(Point localization data)
▬▬▬▬▬▬▬▬▬▬
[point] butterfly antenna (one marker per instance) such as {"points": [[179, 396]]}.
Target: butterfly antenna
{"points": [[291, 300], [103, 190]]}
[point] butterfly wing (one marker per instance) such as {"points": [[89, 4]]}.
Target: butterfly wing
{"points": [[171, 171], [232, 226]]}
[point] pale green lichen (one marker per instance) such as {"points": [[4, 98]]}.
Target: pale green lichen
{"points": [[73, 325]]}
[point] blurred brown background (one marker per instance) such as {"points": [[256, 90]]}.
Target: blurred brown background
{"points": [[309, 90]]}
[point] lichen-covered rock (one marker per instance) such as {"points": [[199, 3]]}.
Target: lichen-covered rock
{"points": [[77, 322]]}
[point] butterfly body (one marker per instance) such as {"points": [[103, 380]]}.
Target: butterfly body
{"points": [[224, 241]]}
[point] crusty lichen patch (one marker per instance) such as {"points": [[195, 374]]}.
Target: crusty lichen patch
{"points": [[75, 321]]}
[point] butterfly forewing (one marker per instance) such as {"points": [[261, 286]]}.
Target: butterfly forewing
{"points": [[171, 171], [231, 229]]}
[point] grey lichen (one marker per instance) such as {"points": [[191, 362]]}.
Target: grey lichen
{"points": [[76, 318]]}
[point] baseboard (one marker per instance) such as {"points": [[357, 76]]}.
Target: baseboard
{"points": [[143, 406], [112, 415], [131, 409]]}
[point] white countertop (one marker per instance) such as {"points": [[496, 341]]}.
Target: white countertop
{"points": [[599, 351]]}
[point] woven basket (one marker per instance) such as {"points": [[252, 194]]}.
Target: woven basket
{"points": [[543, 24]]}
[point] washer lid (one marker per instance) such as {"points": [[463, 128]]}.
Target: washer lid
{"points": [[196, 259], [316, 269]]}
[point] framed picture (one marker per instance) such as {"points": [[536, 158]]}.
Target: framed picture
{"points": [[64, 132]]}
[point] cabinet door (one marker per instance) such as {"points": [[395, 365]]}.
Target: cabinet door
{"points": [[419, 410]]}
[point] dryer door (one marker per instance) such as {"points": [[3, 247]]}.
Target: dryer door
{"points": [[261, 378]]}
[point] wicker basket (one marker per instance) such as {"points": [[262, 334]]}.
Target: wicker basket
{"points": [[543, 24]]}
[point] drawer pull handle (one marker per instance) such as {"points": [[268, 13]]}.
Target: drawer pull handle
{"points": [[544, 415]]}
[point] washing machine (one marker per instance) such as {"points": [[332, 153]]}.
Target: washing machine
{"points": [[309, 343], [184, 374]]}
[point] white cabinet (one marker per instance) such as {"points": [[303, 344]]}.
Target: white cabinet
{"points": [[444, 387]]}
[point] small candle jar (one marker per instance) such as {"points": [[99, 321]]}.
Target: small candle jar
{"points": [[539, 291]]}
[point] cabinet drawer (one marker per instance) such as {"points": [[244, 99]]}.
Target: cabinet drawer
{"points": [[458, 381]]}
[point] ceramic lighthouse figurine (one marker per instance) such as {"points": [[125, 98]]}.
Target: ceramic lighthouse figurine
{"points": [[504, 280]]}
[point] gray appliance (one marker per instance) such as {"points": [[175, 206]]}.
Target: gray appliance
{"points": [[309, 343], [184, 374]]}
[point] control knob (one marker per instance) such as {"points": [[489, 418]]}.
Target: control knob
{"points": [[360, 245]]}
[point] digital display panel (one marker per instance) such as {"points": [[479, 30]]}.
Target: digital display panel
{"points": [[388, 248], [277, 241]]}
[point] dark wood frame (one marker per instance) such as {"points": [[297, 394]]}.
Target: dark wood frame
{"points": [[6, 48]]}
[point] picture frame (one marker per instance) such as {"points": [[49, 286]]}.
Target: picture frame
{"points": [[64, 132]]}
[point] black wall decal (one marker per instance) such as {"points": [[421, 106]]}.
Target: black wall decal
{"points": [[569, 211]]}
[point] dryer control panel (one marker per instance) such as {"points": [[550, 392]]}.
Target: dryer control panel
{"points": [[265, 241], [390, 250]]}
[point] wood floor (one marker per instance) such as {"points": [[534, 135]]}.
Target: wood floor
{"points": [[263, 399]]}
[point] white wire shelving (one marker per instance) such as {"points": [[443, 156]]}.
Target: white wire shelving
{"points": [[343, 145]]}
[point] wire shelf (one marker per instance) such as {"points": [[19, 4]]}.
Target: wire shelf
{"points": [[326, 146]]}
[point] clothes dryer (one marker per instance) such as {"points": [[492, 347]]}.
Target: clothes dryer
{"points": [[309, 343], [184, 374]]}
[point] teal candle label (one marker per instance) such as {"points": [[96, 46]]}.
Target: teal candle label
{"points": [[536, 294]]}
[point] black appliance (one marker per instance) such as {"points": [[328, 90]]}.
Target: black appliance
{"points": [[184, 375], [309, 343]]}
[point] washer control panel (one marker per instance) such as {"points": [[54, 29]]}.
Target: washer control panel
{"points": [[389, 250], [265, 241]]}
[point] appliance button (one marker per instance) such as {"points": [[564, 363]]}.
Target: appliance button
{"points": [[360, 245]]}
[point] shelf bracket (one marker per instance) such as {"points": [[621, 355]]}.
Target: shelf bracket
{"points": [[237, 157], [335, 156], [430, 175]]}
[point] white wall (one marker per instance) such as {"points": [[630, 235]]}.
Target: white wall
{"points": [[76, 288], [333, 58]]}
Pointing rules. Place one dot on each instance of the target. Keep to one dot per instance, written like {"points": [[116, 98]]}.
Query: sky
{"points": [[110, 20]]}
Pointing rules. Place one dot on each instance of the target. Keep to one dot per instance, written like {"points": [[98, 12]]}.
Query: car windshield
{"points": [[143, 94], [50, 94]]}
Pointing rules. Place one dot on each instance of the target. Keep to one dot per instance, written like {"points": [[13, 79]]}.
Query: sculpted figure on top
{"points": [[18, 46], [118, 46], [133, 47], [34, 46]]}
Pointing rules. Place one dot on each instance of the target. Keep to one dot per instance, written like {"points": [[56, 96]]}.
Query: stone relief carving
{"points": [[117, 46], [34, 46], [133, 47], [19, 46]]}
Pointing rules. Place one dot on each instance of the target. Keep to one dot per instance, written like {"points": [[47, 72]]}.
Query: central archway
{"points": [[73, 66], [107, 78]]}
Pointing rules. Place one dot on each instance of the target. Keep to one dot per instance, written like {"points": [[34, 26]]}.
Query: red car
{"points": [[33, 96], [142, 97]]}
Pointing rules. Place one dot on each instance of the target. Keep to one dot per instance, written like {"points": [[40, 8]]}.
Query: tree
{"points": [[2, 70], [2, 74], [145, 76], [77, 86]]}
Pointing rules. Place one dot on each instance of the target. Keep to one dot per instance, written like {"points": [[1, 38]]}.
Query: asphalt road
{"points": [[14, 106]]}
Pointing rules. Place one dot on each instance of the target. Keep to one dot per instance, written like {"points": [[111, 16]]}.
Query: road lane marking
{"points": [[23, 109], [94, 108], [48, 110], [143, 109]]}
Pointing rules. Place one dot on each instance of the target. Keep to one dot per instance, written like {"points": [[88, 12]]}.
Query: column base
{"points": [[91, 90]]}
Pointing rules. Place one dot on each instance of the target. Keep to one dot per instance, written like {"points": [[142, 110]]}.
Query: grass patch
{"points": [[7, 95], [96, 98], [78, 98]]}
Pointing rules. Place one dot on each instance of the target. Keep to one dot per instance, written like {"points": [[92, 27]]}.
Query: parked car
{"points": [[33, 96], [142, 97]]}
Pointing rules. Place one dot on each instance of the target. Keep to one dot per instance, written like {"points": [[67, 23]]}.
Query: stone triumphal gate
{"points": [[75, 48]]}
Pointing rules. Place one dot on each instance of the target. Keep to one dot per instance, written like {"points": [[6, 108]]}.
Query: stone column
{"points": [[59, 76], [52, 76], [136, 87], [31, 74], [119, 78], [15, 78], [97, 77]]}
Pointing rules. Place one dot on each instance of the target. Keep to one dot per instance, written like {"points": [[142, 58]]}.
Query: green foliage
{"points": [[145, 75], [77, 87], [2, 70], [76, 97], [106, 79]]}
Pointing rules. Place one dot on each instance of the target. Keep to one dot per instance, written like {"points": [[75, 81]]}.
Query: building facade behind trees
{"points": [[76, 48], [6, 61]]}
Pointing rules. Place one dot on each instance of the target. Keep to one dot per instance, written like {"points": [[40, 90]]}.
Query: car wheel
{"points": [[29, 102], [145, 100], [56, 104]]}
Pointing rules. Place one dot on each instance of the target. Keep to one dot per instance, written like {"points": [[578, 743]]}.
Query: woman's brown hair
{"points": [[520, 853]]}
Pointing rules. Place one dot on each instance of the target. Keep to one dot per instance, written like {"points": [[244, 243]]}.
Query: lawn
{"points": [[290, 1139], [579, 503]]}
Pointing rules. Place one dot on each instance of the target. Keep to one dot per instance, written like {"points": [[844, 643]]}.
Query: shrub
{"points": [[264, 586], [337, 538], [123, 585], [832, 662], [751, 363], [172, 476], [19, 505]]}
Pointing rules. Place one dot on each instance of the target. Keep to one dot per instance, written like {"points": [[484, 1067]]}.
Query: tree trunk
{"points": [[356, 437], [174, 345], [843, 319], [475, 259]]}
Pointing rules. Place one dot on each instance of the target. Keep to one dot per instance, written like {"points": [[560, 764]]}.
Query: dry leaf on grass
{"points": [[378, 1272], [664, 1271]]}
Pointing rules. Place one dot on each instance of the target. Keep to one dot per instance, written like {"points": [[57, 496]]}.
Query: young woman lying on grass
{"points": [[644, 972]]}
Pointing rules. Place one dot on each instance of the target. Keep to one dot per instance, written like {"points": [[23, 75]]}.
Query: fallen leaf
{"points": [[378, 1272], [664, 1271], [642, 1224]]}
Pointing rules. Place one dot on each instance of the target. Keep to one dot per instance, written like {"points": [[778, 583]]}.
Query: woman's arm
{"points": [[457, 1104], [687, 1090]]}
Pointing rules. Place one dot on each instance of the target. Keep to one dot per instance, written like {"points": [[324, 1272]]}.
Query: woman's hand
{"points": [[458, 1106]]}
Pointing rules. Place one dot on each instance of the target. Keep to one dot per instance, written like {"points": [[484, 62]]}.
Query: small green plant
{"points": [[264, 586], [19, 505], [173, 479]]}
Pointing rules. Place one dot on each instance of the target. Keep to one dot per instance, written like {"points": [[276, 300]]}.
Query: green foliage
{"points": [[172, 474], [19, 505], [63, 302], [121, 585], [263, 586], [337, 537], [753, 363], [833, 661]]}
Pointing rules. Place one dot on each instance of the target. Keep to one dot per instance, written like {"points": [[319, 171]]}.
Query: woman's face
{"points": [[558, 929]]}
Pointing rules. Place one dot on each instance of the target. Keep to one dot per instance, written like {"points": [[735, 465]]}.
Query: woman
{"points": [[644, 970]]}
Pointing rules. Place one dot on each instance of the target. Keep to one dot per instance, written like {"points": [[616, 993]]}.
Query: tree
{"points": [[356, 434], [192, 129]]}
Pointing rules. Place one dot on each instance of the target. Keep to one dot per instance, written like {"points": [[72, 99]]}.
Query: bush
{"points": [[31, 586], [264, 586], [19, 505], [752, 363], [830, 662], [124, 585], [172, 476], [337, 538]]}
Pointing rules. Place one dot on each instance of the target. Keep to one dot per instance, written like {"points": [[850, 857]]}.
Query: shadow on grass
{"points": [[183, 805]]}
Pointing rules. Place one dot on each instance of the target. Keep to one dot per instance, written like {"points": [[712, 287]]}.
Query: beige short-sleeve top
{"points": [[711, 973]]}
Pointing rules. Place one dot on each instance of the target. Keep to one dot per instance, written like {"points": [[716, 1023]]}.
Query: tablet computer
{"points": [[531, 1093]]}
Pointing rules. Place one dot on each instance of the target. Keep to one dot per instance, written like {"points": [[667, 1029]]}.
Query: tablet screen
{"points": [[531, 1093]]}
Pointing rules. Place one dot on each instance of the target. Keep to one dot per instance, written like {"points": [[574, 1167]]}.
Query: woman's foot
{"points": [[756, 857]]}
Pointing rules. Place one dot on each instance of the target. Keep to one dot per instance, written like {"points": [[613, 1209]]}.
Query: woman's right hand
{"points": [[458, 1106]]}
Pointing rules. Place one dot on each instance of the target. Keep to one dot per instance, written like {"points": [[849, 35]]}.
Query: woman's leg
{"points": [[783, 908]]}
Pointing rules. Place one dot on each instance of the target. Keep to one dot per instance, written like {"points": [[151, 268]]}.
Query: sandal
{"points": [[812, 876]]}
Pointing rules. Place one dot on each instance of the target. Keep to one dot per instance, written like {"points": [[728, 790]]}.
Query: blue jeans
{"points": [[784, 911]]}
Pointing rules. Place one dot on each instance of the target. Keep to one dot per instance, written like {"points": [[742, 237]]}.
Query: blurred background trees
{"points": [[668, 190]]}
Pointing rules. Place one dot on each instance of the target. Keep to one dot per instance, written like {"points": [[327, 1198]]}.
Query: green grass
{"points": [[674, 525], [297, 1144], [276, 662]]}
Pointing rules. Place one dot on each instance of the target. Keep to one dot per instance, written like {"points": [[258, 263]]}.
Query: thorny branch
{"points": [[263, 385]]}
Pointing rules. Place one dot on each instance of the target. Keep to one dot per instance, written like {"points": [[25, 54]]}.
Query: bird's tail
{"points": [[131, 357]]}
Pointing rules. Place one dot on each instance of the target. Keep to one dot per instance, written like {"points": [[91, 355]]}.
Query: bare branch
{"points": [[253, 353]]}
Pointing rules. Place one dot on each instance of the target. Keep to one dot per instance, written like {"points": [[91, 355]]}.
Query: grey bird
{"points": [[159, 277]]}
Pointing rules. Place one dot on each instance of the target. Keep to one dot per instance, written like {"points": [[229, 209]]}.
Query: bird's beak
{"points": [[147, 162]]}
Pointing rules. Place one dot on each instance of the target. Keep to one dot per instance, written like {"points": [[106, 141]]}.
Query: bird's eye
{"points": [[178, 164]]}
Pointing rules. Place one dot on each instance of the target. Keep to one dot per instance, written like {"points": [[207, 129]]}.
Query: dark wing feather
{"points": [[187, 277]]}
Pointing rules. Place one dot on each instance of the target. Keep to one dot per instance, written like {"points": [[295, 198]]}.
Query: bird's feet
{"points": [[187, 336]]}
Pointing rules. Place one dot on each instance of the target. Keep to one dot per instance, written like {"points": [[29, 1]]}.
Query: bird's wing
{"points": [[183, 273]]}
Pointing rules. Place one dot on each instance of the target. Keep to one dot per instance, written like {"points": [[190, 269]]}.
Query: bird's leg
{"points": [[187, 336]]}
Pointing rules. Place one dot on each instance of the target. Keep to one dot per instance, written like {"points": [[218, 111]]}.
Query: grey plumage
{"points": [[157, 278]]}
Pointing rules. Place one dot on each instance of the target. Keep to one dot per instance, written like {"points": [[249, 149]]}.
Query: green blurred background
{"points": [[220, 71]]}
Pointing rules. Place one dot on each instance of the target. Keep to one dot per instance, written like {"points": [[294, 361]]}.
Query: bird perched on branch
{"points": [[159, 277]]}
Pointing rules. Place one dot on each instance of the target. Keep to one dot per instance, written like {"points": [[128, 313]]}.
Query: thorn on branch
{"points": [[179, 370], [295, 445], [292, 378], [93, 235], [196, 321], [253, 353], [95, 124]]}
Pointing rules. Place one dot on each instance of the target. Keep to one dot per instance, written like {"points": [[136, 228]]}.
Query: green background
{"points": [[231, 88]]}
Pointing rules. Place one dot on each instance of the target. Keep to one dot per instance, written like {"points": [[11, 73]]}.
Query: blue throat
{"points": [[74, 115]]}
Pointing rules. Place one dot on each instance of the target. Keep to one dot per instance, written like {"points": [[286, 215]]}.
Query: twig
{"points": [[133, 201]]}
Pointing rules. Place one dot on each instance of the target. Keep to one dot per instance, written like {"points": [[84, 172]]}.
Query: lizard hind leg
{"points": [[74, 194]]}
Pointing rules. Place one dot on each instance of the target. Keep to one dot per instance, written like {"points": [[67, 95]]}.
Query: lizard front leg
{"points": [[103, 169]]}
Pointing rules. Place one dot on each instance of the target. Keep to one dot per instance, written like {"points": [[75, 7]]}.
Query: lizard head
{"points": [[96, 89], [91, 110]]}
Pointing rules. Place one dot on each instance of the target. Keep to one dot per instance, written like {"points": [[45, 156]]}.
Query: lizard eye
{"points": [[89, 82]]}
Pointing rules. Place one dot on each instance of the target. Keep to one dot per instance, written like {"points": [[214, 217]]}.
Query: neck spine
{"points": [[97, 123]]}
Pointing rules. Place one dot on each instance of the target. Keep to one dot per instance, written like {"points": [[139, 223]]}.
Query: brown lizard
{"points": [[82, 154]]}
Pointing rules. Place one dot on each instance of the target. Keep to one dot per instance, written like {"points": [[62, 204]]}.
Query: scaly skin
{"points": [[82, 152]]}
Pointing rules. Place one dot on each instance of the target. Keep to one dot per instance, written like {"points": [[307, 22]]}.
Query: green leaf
▬▬▬▬▬▬▬▬▬▬
Of the entries listed above, reproduce only the lines starting at the line containing "Target: wood floor" and ending at the line containing "[point] wire shelf". Include both, exactly as they stand.

Target: wood floor
{"points": [[263, 399]]}
[point] white wire shelving (one marker per instance) such as {"points": [[443, 156]]}.
Target: white wire shelving
{"points": [[343, 145]]}
[point] wire shelf (one marker per instance) such as {"points": [[19, 4]]}.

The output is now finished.